The threat posed to the Philippines by Islamic militants invoking the concept of jihad to condone the use of political violence, including terrorism/extremism, was profound in 2017. This was clear when local affiliates of the self-proclaimed Islamic State (also known as ISIL/ISIS/Daesh) extremist group known as the Islamic State-Eastern Region (ISER) took control of Marawi city on the southern, Muslim-majority island of Mindanao. This triggered a deadly five month-long siege--the largest battle in the Philippines since the Second World War--that eventually resulted in the Philippines' armed forces regaining control of the city in October. President Rodrigo Duterte declared Marawi 'liberated' and the ISER defeated.
Although representing an unprecedented level of penetration by the Islamic State into the Philippines, as well as wider Southeast Asia, the ISER is the latest in, and is linked to, a long line of Islamic militant groups to have emerged in that state since independence. Extremism in the Philippines is inherent as a result of a range of enduring societal events and conditions that underpinned the rise of the ISER, which survives despite being defeated militarily in Marawi. In the aftermath of Marawi, the ISER presents an enduring threat that will likely regenerate and/or morph if countermeasures fail to stem key generators of radicalisation in Mindanao. This article will oudine key developments linked to the rise of the ISER and its enduring threat post-Marawi, as well as challenges ahead, and suggest an effective course of action to counter its ability to successfully regenerate and/or morph.

Challenge A –
Copy word for word the part of the passage on the Islamic State threat in the Philippines from "The threat posed" to "the ISER defeated.".

Material to process –
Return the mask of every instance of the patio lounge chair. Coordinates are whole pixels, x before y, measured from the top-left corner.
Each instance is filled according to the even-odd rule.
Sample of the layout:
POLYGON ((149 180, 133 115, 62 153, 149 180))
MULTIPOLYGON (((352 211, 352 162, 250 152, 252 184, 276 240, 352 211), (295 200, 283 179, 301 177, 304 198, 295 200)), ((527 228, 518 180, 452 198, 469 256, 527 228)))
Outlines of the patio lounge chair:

Challenge B –
Recast every line of the listing above as a Markdown table with a Row column numbering the lines and a Line column holding each one, leaving out blank lines.

Solution A –
The threat posed to the Philippines by Islamic militants invoking the concept of jihad to condone the use of political violence, including terrorism/extremism, was profound in 2017. This was clear when local affiliates of the self-proclaimed Islamic State (also known as ISIL/ISIS/Daesh) extremist group known as the Islamic State-Eastern Region (ISER) took control of Marawi city on the southern, Muslim-majority island of Mindanao. This triggered a deadly five month-long siege--the largest battle in the Philippines since the Second World War--that eventually resulted in the Philippines' armed forces regaining control of the city in October. President Rodrigo Duterte declared Marawi 'liberated' and the ISER defeated.

Solution B –
| Row | Line |
|---|---|
| 1 | Return the mask of every instance of the patio lounge chair. Coordinates are whole pixels, x before y, measured from the top-left corner. |
| 2 | Each instance is filled according to the even-odd rule. |
| 3 | Sample of the layout: |
| 4 | POLYGON ((149 180, 133 115, 62 153, 149 180)) |
| 5 | MULTIPOLYGON (((352 211, 352 162, 250 152, 252 184, 276 240, 352 211), (295 200, 283 179, 301 177, 304 198, 295 200)), ((527 228, 518 180, 452 198, 469 256, 527 228))) |
| 6 | Outlines of the patio lounge chair: |